Brief | Every entry below, from first to last, should be copied exactly.

-- -- --

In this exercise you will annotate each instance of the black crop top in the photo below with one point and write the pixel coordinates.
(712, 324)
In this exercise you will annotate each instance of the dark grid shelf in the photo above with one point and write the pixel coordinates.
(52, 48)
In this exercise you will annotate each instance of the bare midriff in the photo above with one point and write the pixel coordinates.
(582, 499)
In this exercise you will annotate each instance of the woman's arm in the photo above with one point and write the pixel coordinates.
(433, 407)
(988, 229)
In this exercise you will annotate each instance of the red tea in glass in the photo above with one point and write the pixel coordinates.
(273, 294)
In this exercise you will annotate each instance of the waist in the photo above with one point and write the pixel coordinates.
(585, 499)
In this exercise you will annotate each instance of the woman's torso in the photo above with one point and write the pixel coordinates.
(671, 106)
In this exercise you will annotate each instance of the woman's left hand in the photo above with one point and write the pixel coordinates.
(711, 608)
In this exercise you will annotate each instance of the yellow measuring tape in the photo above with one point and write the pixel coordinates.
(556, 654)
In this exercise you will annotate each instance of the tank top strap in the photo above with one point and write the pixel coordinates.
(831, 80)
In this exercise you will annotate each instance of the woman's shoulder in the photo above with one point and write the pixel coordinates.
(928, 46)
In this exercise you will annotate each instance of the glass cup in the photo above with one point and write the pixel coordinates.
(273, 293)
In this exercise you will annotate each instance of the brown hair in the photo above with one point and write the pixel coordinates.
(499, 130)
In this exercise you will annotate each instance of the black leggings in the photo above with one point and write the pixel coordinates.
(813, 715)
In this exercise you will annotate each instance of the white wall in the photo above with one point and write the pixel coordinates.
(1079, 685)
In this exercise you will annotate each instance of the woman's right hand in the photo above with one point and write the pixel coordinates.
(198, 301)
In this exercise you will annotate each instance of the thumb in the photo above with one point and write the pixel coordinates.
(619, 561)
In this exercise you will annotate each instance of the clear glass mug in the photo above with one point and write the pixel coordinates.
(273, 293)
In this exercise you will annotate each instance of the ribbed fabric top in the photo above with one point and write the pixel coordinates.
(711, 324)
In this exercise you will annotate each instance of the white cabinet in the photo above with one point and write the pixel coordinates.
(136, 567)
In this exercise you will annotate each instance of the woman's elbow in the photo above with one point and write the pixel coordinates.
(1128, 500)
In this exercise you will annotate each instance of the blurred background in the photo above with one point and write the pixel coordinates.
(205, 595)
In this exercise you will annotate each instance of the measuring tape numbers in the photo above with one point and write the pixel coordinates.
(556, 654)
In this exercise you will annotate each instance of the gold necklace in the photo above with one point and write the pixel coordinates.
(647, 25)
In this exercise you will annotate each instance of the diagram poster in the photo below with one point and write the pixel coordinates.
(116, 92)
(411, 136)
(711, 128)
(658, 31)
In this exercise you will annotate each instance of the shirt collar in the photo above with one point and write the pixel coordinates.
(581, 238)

-- -- --

Result for this task |
In this exercise you will annotate each instance of the black crop top in the photo below with one point and write the pixel coordinates.
(712, 324)
In this exercise you will annotate each instance of the dark grid shelf in the photo above with one point and write the pixel coordinates.
(52, 48)
In this exercise you will annotate each instance of the bare midriff in the photo above with one point and write the pixel coordinates.
(582, 499)
In this exercise you will annotate each instance of the woman's arm in the photo above with one point and write the pixel coordinates.
(433, 407)
(988, 229)
In this exercise you will annotate each instance of the red tea in glass in the photo above with one point and write the pixel coordinates.
(273, 294)
In this exercise you will annotate each instance of the waist in the photo above with one point and write the pixel coordinates.
(585, 499)
In this exercise you will annotate each instance of the woman's torso in the photo above with one point and write the pixel coordinates.
(671, 106)
In this exercise you will annotate each instance of the woman's left hand in the photo above with one point and write the pixel coordinates.
(711, 608)
In this exercise you will annotate each instance of the yellow measuring tape in the photo above with one point and write the pixel coordinates.
(556, 654)
In this exercise you will annotate each instance of the tank top strap in the photo above with one point and write the pixel coordinates.
(831, 80)
In this exercise you will annotate each instance of the woman's shoulder in the photo above with one point and write the pixel coordinates.
(928, 46)
In this exercise you will annotate each instance of the glass cup in the photo above with one point and write the pixel coordinates.
(273, 293)
In this exercise you will annotate each instance of the brown hair in the photo above with one point and write the pixel coordinates.
(499, 130)
In this exercise you will annotate each instance of the black leggings in the photo above with one point and write the pixel coordinates.
(813, 715)
In this exercise you will annotate each instance of the white wall in the photo above with one point and write the pixel coordinates.
(1079, 685)
In this exercise you will annotate each instance of the woman's right hand in the photo above with one point and write the pixel coordinates.
(198, 301)
In this exercise you will annotate each instance of the thumb in the photo above with one point and write the pixel coordinates.
(619, 561)
In this exercise you will annotate each instance of the clear glass mug in the photo above with one point and write the pixel coordinates.
(273, 293)
In this exercise you will annotate each instance of the ribbed fabric top in the photo above with one point and write the pixel coordinates.
(711, 324)
In this exercise you will annotate each instance of the white cabinet in the photo above with one point and write the pixel coordinates.
(136, 567)
In this exercise you will annotate each instance of the woman's elbow in the photo above with one point and write the pixel coordinates.
(1128, 500)
In this exercise you will annotate each instance of the blurred background in the photo above with one point and write the pixel coordinates.
(205, 595)
In this exercise you will annotate each instance of the measuring tape numbers in the photo above with one point and write the pixel coordinates.
(556, 654)
In this exercise you will annotate each instance of the gold necklace in the photo above with one point and write the pixel coordinates.
(647, 25)
In this exercise you will annotate each instance of the diagram poster in the photo below with one point and write the pixel coordinates.
(116, 92)
(411, 136)
(711, 128)
(658, 31)
In this exercise you will annotate each instance of the shirt collar in the photo above with one point and write the pixel coordinates.
(581, 238)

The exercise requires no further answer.